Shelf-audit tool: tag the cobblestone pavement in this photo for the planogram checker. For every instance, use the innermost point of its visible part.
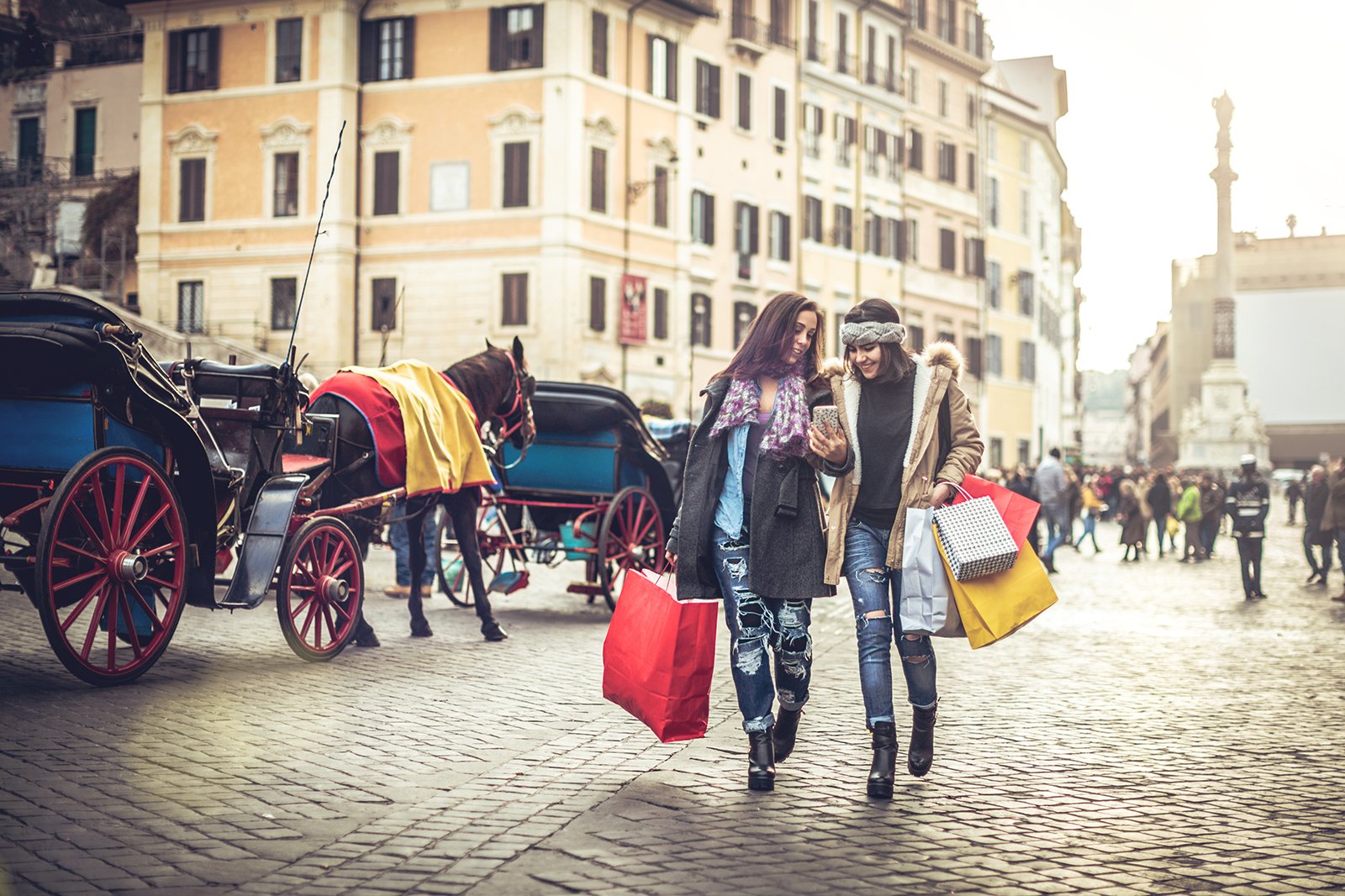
(1150, 734)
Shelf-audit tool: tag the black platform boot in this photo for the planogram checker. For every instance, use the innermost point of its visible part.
(920, 755)
(786, 732)
(884, 761)
(760, 761)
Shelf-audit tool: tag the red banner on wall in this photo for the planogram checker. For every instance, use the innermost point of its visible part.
(634, 309)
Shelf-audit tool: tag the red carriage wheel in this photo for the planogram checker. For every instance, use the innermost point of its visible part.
(320, 591)
(631, 537)
(112, 567)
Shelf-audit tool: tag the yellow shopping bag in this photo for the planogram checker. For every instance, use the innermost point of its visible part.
(994, 607)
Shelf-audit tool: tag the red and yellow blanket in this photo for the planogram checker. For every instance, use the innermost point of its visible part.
(425, 432)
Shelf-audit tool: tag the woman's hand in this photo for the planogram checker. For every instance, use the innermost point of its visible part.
(827, 443)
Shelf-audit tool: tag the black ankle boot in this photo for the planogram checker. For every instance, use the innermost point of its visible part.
(784, 734)
(760, 761)
(884, 761)
(921, 741)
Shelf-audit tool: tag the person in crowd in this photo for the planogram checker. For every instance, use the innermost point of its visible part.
(1055, 510)
(911, 437)
(1022, 483)
(1247, 505)
(1133, 521)
(1093, 509)
(1161, 503)
(1293, 494)
(1188, 513)
(1315, 533)
(1210, 512)
(748, 528)
(1333, 515)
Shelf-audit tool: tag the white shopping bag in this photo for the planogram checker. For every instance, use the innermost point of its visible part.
+===+
Written problem - Your task is to return the entries above exactly, with no pictures.

Response to this exercise -
Shelf-audit tool: tag the cobblestone pavement in this photo for the planogram checker. For every instance, use the innermost point of its visible part.
(1150, 734)
Shelf-audit tool: tag the black platform boot in this photo for the planogram checker. For every instance, use the innermost point of its visible part.
(920, 755)
(786, 732)
(884, 761)
(760, 761)
Shelf-audit tool: tag the red banner on wall in this photo for the planogram checker. For every instance, use the innermost point of its visible part.
(634, 309)
Shelf-audit tool: tag the red carriage wheel in this photo for the planogram checker. For every instance, use the innermost point of its visible part.
(320, 591)
(631, 537)
(112, 567)
Shelf-audit tool: tag the yellow shopping bag in this photo for the planogram checker. For every instance, use the innermost point of its visible part.
(994, 607)
Shelf-audit tool: tag the red and yellow blanket in this photo for the planogram checker. For every instance, use the innermost point of its visible part.
(425, 432)
Shelf-audit tool: tag the woman's hand in this photo for the planogram checker. For every instance, use the innermost point of its visible part.
(827, 443)
Shelf-audit tool: tag the black ankle boot in this photo for the planogram checker. For every instance, use the innermost point of its visible part.
(784, 734)
(760, 761)
(884, 761)
(921, 741)
Shelf-audit tool: tag the person in crowd in this photo for the planogram checker. For every instance, use the innermost point of its visible part.
(1055, 510)
(911, 437)
(1022, 483)
(1247, 505)
(1133, 521)
(1093, 509)
(1161, 503)
(1293, 494)
(1188, 513)
(1315, 533)
(1210, 512)
(748, 528)
(1333, 515)
Shelf-audit tool: tag the white shopping bag in this photo for the planogram checker. For every instance, use the innermost point of its visible part.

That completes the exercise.